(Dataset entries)
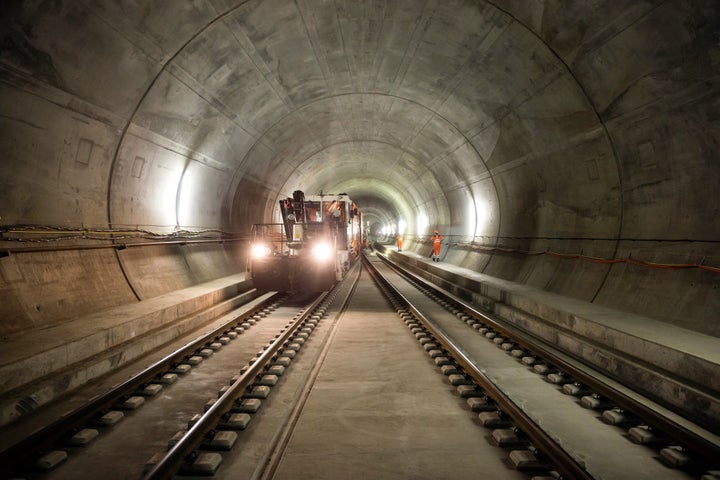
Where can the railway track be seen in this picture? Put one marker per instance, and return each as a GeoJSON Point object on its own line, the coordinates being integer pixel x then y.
{"type": "Point", "coordinates": [389, 378]}
{"type": "Point", "coordinates": [680, 447]}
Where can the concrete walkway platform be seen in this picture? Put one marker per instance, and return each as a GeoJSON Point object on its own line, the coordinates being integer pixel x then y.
{"type": "Point", "coordinates": [40, 365]}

* _DIRECTIONS_:
Return all the data exactly, pictures omitted.

* _WRITTEN SOLUTION_:
Where can the railway track be seen in this picture? Put one marker per instance, and return each as a GeoJSON Point object on its own line, the coordinates being integer pixel x then y.
{"type": "Point", "coordinates": [389, 378]}
{"type": "Point", "coordinates": [680, 447]}
Where can the concrete walkway platform be seen in this picture? Put one marker per instance, and return each as a GeoJSON Point object on its own line, the coordinates being integer pixel x then y.
{"type": "Point", "coordinates": [40, 365]}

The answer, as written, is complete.